● **FRAGMENTO PROPORCIONADO**
#####
La Cena del Señor aparece en los cuatro evangelios, pero en los tres primeros, llamados también sinópticos (Marcos, Mateo y Lucas), nos la sitúan como el momento de la institución de la Eucaristía. No ocurre lo mismo en el evangelio de Juan que se proclama esta tarde, donde sólo este autor nos narra e incluye en este contexto el lavatorio de los pies, un gesto realizado por Jesús con sus discípulos.

Nos encontramos en la ciudad de Jerusalén horas antes del arresto de Jesús y de todo su proceso jurídico que le llevará a la muerte en cruz. Jesús ha vivido en los últimos días situaciones muy intensas de peligro porque sus palabras y actuaciones han provocado la ira en sus enemigos, choque que está llegando al límite, pues Él sabe bien que su vida está en juego porque cada vez son más los líderes religiosos que desean eliminarle. Por eso, para celebrar la fiesta de la Pascua, la más importante para los creyentes judíos y con la que conmemoran su paso de la esclavitud en Egipto a la libertad como pueblo de Dios, Jesús se ha hospedado en Betania, aldea residencial cercana a Jerusalén, en casa de unos amigos.

Debido a esta situación de tensión, la Cena pascual no tuvo que ser cómoda y seguro que Jesús la vivió con preocupación y angustia. Durante la Cena Jesús sorprende con un gesto improvisado y que llamó la atención de sus acompañantes, pues se trató de algo inesperado. Cierto es que en los preceptos para celebrar esta Cena existía el rito de la purificación que consistía en que los comensales debían lavarse con agua antes de tomar los alimentos. Ellos ya se habían lavado, pero en la época se lavaba los pies a las personas de gran importancia social y era un acto que realizaban los esclavos, y, en caso de no haberlos, las mujeres.
#####
● **DATOS PROPORCIONADOS**

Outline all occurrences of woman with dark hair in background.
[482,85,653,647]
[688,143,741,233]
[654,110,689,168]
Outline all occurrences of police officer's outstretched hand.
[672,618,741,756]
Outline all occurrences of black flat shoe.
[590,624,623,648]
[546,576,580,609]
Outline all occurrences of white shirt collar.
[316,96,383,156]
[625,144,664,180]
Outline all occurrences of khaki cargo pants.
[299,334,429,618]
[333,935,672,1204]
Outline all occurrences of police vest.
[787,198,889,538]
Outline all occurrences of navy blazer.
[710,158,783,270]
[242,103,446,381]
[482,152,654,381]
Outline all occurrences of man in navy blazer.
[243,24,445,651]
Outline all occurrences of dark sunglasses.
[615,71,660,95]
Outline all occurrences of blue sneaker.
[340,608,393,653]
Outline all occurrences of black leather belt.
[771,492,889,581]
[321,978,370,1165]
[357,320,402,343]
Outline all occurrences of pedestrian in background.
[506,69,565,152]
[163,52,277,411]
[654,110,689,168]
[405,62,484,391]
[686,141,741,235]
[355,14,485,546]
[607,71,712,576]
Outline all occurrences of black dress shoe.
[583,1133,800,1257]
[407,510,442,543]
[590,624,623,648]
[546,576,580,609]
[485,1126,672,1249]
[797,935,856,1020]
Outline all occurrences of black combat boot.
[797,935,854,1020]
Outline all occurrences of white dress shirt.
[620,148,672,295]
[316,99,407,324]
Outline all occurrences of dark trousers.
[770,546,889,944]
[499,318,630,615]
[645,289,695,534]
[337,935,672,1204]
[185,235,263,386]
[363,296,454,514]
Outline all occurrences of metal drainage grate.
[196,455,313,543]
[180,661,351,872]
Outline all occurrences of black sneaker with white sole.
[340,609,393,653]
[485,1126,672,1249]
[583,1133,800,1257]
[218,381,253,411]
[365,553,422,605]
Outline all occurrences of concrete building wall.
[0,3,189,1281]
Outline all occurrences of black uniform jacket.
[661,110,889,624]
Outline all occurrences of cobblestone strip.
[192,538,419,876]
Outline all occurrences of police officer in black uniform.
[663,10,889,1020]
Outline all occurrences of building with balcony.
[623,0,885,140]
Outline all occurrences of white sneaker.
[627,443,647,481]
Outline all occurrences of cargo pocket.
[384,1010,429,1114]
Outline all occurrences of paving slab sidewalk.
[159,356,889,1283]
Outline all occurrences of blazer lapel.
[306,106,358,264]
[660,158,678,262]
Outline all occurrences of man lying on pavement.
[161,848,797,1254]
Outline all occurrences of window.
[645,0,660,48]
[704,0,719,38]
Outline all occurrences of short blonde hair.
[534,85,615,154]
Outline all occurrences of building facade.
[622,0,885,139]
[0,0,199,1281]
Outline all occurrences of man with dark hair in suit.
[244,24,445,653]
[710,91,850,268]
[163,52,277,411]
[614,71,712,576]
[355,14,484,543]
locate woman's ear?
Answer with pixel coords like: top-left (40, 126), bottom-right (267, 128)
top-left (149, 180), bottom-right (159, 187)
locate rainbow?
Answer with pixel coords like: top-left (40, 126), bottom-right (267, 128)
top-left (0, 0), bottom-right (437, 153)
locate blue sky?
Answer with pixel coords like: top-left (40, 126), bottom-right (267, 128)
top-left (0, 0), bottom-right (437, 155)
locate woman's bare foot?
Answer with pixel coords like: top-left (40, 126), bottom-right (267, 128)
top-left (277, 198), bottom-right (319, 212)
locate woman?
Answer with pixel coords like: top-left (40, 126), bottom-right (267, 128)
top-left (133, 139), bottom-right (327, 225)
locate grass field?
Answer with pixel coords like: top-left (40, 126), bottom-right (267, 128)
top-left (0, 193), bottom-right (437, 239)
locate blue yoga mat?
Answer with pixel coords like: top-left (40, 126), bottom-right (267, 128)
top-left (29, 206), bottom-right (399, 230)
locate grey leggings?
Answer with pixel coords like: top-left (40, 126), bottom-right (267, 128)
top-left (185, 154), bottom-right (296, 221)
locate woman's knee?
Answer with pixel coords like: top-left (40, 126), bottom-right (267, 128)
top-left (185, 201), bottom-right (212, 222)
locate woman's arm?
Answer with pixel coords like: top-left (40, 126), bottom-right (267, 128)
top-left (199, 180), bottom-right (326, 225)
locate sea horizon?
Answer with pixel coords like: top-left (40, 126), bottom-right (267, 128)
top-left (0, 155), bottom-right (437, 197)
#####
● **TAREA PENDIENTE**
Copia literalmente, del texto sobre la Cena del Señor, el tramo que va desde "Debido a esta" hasta "haberlos, las mujeres.".

● **RESPUESTA**
Debido a esta situación de tensión, la Cena pascual no tuvo que ser cómoda y seguro que Jesús la vivió con preocupación y angustia. Durante la Cena Jesús sorprende con un gesto improvisado y que llamó la atención de sus acompañantes, pues se trató de algo inesperado. Cierto es que en los preceptos para celebrar esta Cena existía el rito de la purificación que consistía en que los comensales debían lavarse con agua antes de tomar los alimentos. Ellos ya se habían lavado, pero en la época se lavaba los pies a las personas de gran importancia social y era un acto que realizaban los esclavos, y, en caso de no haberlos, las mujeres.